# Task
Return the exact lines from the one containing "Mark one point per instance of the rear tire." through the final line of the material below, with both ends kept.

# Excerpted records
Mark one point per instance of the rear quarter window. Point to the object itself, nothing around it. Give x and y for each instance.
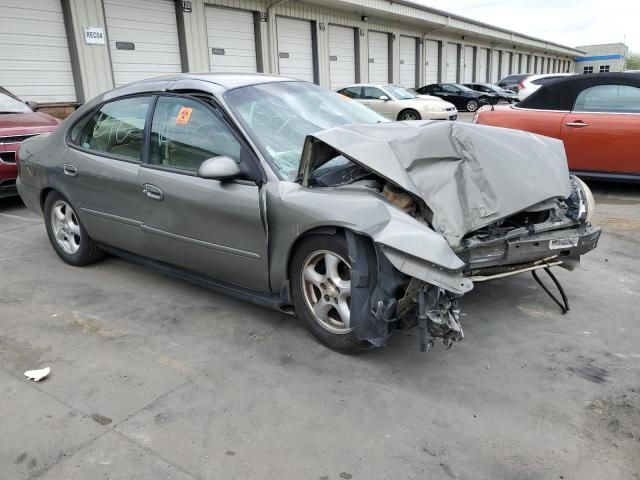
(609, 98)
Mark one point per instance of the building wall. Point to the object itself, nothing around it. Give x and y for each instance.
(94, 72)
(608, 57)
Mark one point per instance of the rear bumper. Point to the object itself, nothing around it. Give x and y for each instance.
(30, 196)
(569, 243)
(8, 174)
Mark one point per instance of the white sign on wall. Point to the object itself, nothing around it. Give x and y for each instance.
(93, 35)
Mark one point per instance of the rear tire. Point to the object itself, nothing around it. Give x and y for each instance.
(68, 237)
(409, 114)
(320, 276)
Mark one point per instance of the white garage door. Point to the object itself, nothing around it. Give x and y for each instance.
(504, 65)
(468, 64)
(295, 48)
(408, 61)
(432, 68)
(483, 62)
(143, 39)
(453, 62)
(35, 63)
(342, 56)
(232, 40)
(378, 57)
(495, 66)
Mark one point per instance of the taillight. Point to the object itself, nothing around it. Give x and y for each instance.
(17, 157)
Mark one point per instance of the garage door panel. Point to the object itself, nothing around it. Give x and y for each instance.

# Solved exercise
Mark one point per instance of the rear tire. Point to the object itself, nothing around it. Give x and y for each instance.
(68, 237)
(409, 114)
(320, 276)
Mark one point per instance of the white garage door. Point to the object itself, nothing around it. Give x and y for each instance.
(504, 65)
(468, 64)
(295, 48)
(408, 61)
(432, 68)
(483, 62)
(143, 39)
(453, 62)
(35, 63)
(342, 56)
(232, 40)
(378, 57)
(495, 66)
Mark one point per instance of the taillight. Point to the object itself, nothing around it. Give x and y for each instance.
(17, 157)
Mark one point per instance of the garage door panel. Point to the object itself, nothing around it. Give x and y for each instance.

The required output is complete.